Economic growth in India remains stable while it is expected to lose momentum in China and the U.S., according to the Organisation for Economic Co-operation and Development.

The OECD Composite Leading Indicators (CLIs), designed to anticipate turning points in economic activity relative to trend over the next six to nine months, continue to signal growth losing momentum in most major economies and in the OECD area as a whole.

Among large OECD economies, the CLI for the United States now signals growth losing momentum, a change from last month's stable growth indication.

In the United Kingdom, Canada and in the euro area as a whole, including Germany, France and Italy, the CLIs continue to anticipate growth losing momentum, dragged down by high inflation, low consumer confidence and declining share prices. In Japan, the CLI continues to point to stable growth.

Among major emerging-market economies, growth is expected to lose momentum in China (industrial sector) and to slow in Brazil.

"Ongoing uncertainties related to the war in Ukraine and Covid-19 are resulting in higher than usual fluctuations in the CLI components. As a result, the indicators should be interpreted with care and their magnitude should be regarded as an indication of the strength of the signal rather than as a measure of growth in economic activity," the Paris-based intergovernmental organisation says.

The CLIs are based on a range of forward-looking indicators such as order books, confidence indicators, building permits, long-term interest rates, new car registrations, and many more. Most indicators are available up to June 2022.

India's industrial output, measured via Index of Industrial Production (IIP), increased 19.6% year-on-year during May 2022. The country's service sector activity in June was the strongest in over 11 years as demand for services improved following the retreat of pandemic restrictions, capacity expansion and a favourable economic environment.

WHAT TO PRODUCE.
Answer these questions using the OECD text above:
1. What does the CLI for the United States now signal, and what did it indicate last month?
2. Up to what month are most of the indicators behind the CLIs available?
3. By what percentage did India's industrial output increase year-on-year in May 2022?

DATA BELOW.
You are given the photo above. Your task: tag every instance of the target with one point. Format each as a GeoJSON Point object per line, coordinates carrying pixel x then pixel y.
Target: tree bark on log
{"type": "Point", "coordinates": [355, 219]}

OUTPUT.
1. It now signals growth losing momentum; last month it indicated stable growth.
2. June 2022.
3. 19.6%.